* **Assignment**
Please return each line of the records below that contains the word "target".

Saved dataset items

═══

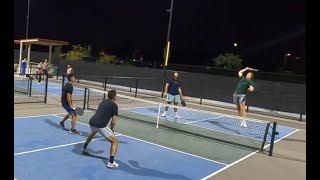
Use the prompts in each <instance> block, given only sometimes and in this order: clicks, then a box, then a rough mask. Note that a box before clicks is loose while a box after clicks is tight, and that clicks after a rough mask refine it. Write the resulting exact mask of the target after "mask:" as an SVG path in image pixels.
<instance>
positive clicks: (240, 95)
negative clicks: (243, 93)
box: [233, 93, 246, 105]
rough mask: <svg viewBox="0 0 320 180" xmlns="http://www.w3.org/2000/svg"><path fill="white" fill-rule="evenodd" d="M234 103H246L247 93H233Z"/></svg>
mask: <svg viewBox="0 0 320 180" xmlns="http://www.w3.org/2000/svg"><path fill="white" fill-rule="evenodd" d="M233 103H234V104H236V105H240V104H245V103H246V95H245V94H237V93H234V94H233Z"/></svg>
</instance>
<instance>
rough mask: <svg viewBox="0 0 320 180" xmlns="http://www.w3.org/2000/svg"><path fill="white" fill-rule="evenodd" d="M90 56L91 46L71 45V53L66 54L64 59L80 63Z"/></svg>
mask: <svg viewBox="0 0 320 180" xmlns="http://www.w3.org/2000/svg"><path fill="white" fill-rule="evenodd" d="M90 55H91V46H90V45H89V46H87V47H82V46H81V45H80V44H77V45H72V51H69V52H67V55H66V59H67V60H71V61H82V60H83V58H85V57H89V56H90Z"/></svg>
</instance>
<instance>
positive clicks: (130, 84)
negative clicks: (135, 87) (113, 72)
mask: <svg viewBox="0 0 320 180" xmlns="http://www.w3.org/2000/svg"><path fill="white" fill-rule="evenodd" d="M129 84H130V93H131V87H132V84H131V79H129Z"/></svg>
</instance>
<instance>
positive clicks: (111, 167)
mask: <svg viewBox="0 0 320 180" xmlns="http://www.w3.org/2000/svg"><path fill="white" fill-rule="evenodd" d="M107 166H108V168H117V167H119V164H117V163H116V162H115V161H113V163H111V162H108V164H107Z"/></svg>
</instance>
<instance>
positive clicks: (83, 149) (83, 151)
mask: <svg viewBox="0 0 320 180" xmlns="http://www.w3.org/2000/svg"><path fill="white" fill-rule="evenodd" d="M81 152H82V154H88V153H89V152H88V150H87V149H86V148H82V149H81Z"/></svg>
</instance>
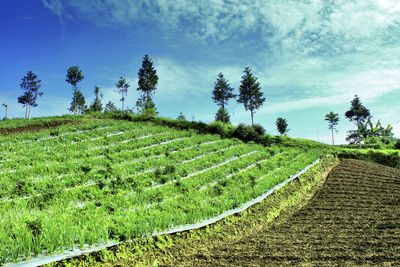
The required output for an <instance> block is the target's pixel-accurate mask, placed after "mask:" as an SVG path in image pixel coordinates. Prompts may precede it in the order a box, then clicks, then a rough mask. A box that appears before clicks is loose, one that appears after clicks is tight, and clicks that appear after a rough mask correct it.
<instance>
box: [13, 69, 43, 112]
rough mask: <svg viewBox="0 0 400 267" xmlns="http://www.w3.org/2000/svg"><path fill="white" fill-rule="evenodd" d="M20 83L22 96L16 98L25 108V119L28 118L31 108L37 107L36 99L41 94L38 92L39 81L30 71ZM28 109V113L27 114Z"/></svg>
mask: <svg viewBox="0 0 400 267" xmlns="http://www.w3.org/2000/svg"><path fill="white" fill-rule="evenodd" d="M21 80H22V82H21V83H20V86H21V89H22V90H24V91H25V92H24V94H23V95H21V96H20V97H18V103H20V104H23V105H24V107H26V111H25V118H30V115H31V106H32V107H37V105H38V104H37V103H36V99H37V97H38V96H42V95H43V93H42V92H39V88H40V87H41V82H42V81H41V80H39V79H38V78H37V75H36V74H34V73H33V72H32V71H28V73H27V74H26V75H25V76H24V77H23V78H22V79H21ZM28 108H29V113H28Z"/></svg>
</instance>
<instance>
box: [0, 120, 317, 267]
mask: <svg viewBox="0 0 400 267" xmlns="http://www.w3.org/2000/svg"><path fill="white" fill-rule="evenodd" d="M0 145H1V150H2V154H1V155H0V218H1V219H0V264H1V263H4V262H9V261H20V260H22V259H24V258H26V257H32V256H35V255H37V254H40V253H41V252H43V250H45V251H46V252H47V253H54V252H59V251H62V250H67V249H71V248H73V247H75V246H79V247H86V245H93V244H96V243H101V242H106V241H109V240H113V241H124V240H127V239H131V238H136V237H139V236H143V235H148V234H151V233H154V232H157V231H162V230H166V229H168V228H171V227H174V226H177V225H185V224H190V223H194V222H197V221H201V220H204V219H206V218H209V217H213V216H216V215H218V214H220V213H222V212H223V211H226V210H229V209H233V208H236V207H238V206H240V205H241V204H242V203H244V202H246V201H248V200H250V199H253V198H255V197H257V196H259V195H261V194H263V193H264V192H266V191H268V189H270V188H272V187H273V186H274V185H276V184H278V183H280V182H282V181H284V180H285V179H287V178H288V177H289V176H290V175H293V174H294V173H296V172H298V171H299V170H301V169H302V168H304V167H305V166H307V165H308V164H310V163H312V162H313V161H315V160H316V159H317V158H318V156H319V155H320V154H322V152H321V151H320V150H319V149H313V148H307V149H304V148H298V147H280V146H276V145H272V146H270V147H264V146H261V145H257V144H250V143H249V144H245V143H243V142H241V141H239V140H237V139H221V138H220V136H219V135H210V134H197V133H196V132H195V131H194V130H177V129H175V128H170V127H166V126H160V125H156V124H154V123H152V122H129V121H113V120H102V121H95V122H85V123H81V124H79V125H66V126H61V127H59V128H56V129H49V130H44V131H40V132H37V133H24V134H15V135H12V136H4V137H0Z"/></svg>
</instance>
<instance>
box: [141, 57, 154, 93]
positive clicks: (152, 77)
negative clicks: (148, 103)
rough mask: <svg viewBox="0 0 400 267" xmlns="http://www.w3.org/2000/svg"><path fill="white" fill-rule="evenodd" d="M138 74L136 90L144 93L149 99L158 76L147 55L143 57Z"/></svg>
mask: <svg viewBox="0 0 400 267" xmlns="http://www.w3.org/2000/svg"><path fill="white" fill-rule="evenodd" d="M138 76H139V80H138V88H137V90H138V91H139V92H142V93H143V94H145V95H146V97H147V99H151V98H152V94H153V93H154V91H155V90H156V89H157V83H158V76H157V71H156V70H155V69H154V67H153V62H152V61H151V58H150V57H149V56H148V55H145V56H144V57H143V62H142V68H140V70H139V72H138Z"/></svg>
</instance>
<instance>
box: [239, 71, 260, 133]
mask: <svg viewBox="0 0 400 267" xmlns="http://www.w3.org/2000/svg"><path fill="white" fill-rule="evenodd" d="M243 72H244V75H243V76H242V81H241V85H240V88H239V99H238V100H237V102H238V103H242V104H243V105H244V108H245V109H246V110H250V112H251V126H254V121H253V115H254V113H255V111H256V110H257V109H259V108H260V107H261V106H262V105H263V103H264V101H265V98H264V97H263V93H262V92H261V88H260V83H259V82H257V78H256V77H254V76H253V74H252V73H251V69H250V68H249V67H246V68H245V69H244V71H243Z"/></svg>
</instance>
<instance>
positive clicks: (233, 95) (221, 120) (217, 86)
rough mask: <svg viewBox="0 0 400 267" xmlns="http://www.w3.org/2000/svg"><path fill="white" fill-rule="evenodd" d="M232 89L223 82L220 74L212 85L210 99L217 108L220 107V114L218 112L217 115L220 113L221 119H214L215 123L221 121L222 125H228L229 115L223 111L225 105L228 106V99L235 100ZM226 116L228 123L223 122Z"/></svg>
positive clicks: (228, 114) (218, 74)
mask: <svg viewBox="0 0 400 267" xmlns="http://www.w3.org/2000/svg"><path fill="white" fill-rule="evenodd" d="M233 90H234V89H233V88H232V87H230V85H229V84H228V81H227V80H225V78H224V75H223V74H222V73H221V72H220V73H219V74H218V78H217V81H216V82H215V83H214V90H213V91H212V99H213V100H214V102H215V103H217V105H218V106H220V107H221V109H222V112H220V110H221V109H220V110H218V113H221V114H220V115H221V119H217V118H216V119H215V120H216V121H222V122H223V123H229V114H228V113H227V112H226V111H225V105H227V104H228V101H229V99H231V98H235V97H236V96H235V95H234V94H233ZM218 113H217V115H218ZM225 114H228V121H227V122H225V119H226V116H224V115H225Z"/></svg>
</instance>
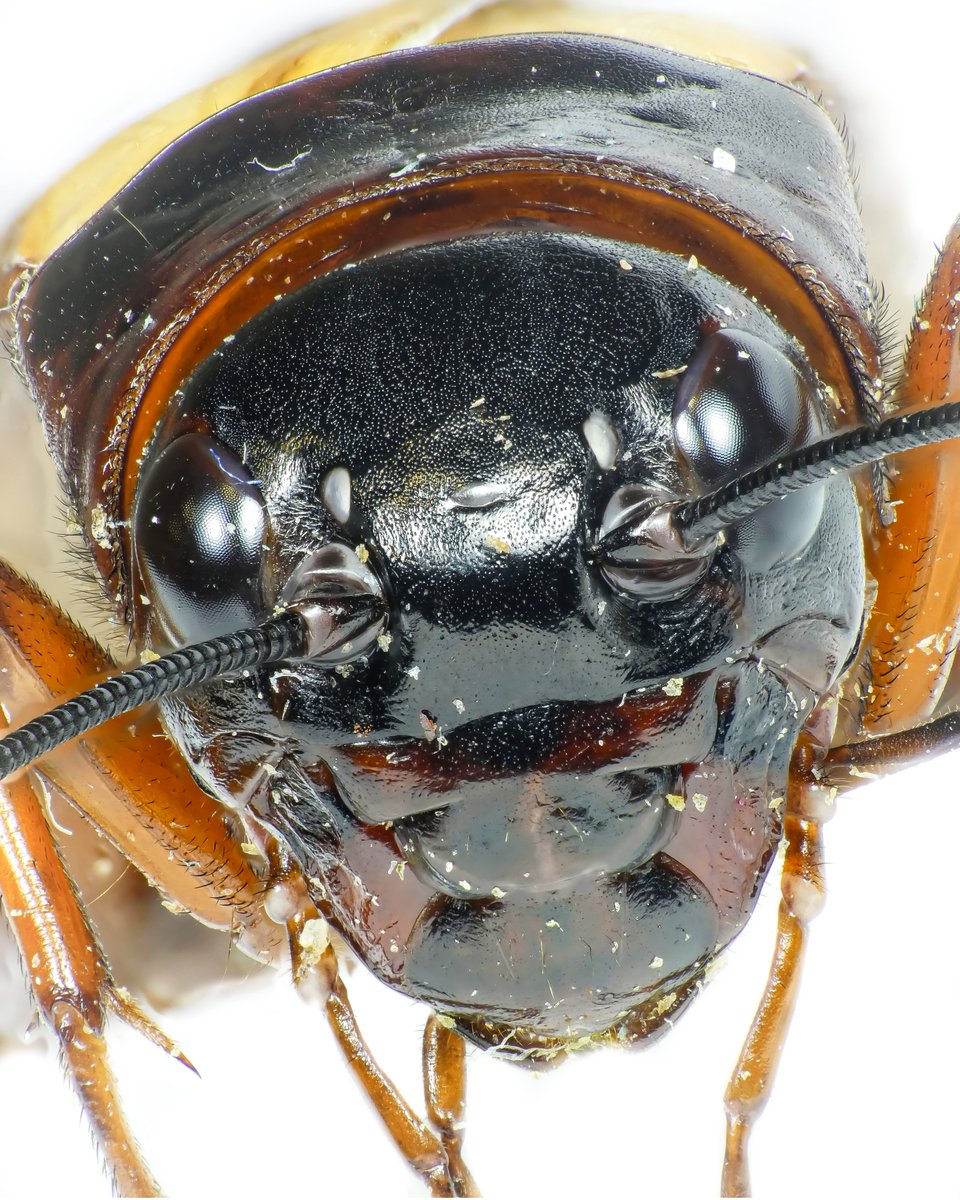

═══

* **Result of the task**
Use the prompts in each <instance> block, given only sometimes and in this order: clicks, then a box, then a rough mask. Note that a box before clicks is loose while a box after clicks is tight, and that clicks after a rough mask refine it. Write the resulting exact mask of the target after "mask:" as an SVG path in image pixels.
The required output for an <instance> block is the target's pixel-accurate mask, placed after "mask:" as an SVG path in image pixel coordinates. Prompts may precede it in the order a box, then clicks, then a rough mask. A box that appears before clicks is loose, one that appears after clicks is tight, and clicks that appear after a rough mask correct it.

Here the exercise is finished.